Exercise: Leave no line out. Transcribe the whole listing exactly.

Dataset entries:
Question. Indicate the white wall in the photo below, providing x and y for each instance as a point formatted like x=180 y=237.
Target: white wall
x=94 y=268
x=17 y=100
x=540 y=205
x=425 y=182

Response below:
Question. Indicate the white wall in the photo below, providing x and y for each instance as a point formatted like x=180 y=237.
Target: white wall
x=94 y=268
x=17 y=100
x=540 y=205
x=425 y=182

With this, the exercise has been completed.